# Directions
**A)** In the book review, what is the title of Bob Hostetler's newest book?
**B)** Reproduce the part of the book review that begins at the words "My experience is" and stops after "such a book.".

# Supplied passage
I’ve always wanted to be able to quote Larry the Cucumber with sincerity and authenticity. Bob Hostetler has given me the chance with his newest book, Quit Going to Church. “I laughed. I cried. It moved me, Bob.” If you don’t get the joke, go watch Veggie Tales “Dave and the Giant Pickle”. I’ll wait to finish the review until you get back.

Back already? Good. I continue…

My experience is that relevant books don’t share brand new revolutionary ideas. Rather they resonate and affirm brand new revolutionary ideas that have been percolating in our minds. The books that we enjoy the most crystalize and put into words nebulous thoughts that we’ve had before, but hadn’t articulated. “Quit Going to Church” is just such a book.

The first chapter is also the title chapter, kind of like the title track on an album. As you consider the apparently contrarian title and read the first book it becomes apparent that Bob is setting the table for those of us that have been in church for a while. Bob doesn’t seem to intend this book for those who are dissatisfied with church, but rather for those of us that have been operating on auto-pilot. While reading the first chapter I was reminded of a phrase that we’re fond of around here, “Just because you’re in a church building doesn’t mean that you’re part of the church that God is building.”

# Recorded information
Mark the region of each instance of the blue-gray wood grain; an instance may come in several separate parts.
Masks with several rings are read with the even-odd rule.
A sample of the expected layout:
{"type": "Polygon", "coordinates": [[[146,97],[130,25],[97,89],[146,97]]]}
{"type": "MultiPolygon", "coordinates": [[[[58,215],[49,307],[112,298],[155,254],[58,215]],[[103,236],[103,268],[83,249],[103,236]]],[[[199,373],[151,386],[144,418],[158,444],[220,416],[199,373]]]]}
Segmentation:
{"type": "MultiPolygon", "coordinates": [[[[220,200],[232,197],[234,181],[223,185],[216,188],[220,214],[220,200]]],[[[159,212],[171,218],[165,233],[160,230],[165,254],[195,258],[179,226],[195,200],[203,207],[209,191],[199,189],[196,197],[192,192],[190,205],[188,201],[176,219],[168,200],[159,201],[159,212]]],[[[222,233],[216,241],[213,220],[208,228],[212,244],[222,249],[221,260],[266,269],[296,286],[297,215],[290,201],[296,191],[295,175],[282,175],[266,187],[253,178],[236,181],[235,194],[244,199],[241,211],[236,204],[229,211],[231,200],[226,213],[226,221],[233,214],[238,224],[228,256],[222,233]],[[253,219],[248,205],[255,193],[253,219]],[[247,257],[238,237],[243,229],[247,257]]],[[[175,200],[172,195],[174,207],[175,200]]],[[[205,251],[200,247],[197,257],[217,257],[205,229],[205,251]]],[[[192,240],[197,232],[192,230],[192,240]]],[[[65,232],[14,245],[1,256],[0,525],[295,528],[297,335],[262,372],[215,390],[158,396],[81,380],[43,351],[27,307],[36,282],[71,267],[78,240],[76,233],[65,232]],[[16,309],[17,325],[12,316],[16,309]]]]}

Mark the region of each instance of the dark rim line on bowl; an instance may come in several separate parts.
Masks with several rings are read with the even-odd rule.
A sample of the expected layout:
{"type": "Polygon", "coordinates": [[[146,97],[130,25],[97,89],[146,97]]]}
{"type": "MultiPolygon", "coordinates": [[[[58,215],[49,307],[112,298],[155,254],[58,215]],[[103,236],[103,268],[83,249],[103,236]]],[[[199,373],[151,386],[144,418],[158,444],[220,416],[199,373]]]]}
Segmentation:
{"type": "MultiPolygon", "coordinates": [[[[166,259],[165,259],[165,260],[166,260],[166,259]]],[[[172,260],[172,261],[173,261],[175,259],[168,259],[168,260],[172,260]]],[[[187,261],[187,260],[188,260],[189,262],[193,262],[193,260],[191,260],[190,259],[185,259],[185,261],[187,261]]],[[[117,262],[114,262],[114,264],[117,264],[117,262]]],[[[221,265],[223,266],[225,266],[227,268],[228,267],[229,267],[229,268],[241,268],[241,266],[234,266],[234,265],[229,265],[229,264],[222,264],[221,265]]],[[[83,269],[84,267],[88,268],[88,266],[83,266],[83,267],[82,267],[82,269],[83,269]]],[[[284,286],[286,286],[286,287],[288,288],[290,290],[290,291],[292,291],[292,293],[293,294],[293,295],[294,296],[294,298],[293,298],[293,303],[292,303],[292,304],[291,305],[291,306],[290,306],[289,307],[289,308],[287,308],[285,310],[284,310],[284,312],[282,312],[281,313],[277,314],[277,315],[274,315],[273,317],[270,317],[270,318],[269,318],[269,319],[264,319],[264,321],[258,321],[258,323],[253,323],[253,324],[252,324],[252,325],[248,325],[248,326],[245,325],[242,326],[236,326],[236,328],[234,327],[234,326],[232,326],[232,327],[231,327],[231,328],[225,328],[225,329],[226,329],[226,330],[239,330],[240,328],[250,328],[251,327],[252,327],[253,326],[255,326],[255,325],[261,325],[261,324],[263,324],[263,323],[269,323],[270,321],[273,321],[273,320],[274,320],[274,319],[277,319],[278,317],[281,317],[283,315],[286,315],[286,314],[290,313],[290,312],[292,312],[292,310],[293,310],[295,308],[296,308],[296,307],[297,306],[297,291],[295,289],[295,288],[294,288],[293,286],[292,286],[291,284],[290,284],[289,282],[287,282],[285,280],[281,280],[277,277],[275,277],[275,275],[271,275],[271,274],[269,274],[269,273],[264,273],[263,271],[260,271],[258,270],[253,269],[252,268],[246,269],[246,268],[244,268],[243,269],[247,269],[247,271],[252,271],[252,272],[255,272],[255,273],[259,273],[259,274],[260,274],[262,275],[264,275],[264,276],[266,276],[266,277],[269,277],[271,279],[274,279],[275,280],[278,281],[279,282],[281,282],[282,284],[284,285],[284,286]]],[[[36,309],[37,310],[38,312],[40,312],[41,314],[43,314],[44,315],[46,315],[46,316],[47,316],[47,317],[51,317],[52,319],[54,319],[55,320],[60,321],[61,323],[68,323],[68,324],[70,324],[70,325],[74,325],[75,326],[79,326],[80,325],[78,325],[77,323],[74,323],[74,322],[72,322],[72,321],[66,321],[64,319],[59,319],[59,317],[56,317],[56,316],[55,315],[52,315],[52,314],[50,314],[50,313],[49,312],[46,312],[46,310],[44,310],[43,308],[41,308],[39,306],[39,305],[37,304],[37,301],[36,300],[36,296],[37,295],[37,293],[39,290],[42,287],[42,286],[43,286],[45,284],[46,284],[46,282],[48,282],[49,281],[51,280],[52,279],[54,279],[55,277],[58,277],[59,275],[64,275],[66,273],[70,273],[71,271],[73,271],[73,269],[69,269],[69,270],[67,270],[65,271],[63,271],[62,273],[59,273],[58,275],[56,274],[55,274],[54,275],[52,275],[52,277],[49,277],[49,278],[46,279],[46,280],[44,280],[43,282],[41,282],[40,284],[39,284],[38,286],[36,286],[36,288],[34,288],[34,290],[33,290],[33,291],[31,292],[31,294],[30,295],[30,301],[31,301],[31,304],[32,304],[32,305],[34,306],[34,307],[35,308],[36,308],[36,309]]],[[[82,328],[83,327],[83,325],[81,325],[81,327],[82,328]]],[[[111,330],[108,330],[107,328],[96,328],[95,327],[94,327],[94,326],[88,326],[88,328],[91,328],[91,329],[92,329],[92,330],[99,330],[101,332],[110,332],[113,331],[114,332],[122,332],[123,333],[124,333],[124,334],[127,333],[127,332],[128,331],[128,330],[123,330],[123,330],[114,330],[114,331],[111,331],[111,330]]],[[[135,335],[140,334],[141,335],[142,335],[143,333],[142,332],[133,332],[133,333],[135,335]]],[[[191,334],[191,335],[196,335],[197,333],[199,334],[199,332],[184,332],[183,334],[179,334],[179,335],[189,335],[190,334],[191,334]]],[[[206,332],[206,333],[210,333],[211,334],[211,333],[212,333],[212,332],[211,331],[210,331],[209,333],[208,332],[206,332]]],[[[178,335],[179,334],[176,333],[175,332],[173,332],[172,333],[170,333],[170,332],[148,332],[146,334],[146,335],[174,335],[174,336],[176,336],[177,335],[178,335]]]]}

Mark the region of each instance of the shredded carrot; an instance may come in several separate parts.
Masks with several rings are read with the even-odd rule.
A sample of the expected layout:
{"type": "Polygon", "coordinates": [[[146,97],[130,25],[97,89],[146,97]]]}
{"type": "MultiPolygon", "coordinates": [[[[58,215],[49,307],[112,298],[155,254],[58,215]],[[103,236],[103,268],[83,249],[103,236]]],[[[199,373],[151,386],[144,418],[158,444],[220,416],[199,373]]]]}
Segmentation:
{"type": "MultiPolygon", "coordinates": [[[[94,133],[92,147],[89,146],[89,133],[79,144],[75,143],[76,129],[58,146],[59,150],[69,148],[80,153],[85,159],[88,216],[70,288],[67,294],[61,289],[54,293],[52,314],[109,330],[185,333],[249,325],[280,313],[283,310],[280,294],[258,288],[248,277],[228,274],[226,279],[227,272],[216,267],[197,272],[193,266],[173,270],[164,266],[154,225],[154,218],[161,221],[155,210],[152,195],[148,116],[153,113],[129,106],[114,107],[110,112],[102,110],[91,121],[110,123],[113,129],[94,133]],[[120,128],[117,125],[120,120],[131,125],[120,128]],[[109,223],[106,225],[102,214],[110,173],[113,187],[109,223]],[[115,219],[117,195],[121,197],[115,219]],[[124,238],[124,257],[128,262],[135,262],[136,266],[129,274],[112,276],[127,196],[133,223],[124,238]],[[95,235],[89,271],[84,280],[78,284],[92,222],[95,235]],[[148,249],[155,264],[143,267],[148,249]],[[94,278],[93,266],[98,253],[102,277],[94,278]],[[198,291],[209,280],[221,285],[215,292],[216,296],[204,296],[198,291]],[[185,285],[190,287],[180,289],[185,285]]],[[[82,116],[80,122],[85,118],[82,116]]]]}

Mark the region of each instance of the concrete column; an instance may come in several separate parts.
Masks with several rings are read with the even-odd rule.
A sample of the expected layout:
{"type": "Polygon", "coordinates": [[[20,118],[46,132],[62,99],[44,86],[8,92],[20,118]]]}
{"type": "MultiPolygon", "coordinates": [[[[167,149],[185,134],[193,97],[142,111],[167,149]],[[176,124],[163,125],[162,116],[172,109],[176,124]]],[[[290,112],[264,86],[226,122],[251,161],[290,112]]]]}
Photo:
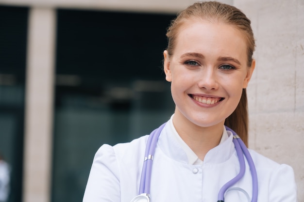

# Response list
**A)** Quit Going to Church

**B)**
My experience is that relevant books don’t share brand new revolutionary ideas. Rather they resonate and affirm brand new revolutionary ideas that have been percolating in our minds. The books that we enjoy the most crystalize and put into words nebulous thoughts that we’ve had before, but hadn’t articulated. “Quit Going to Church” is just such a book.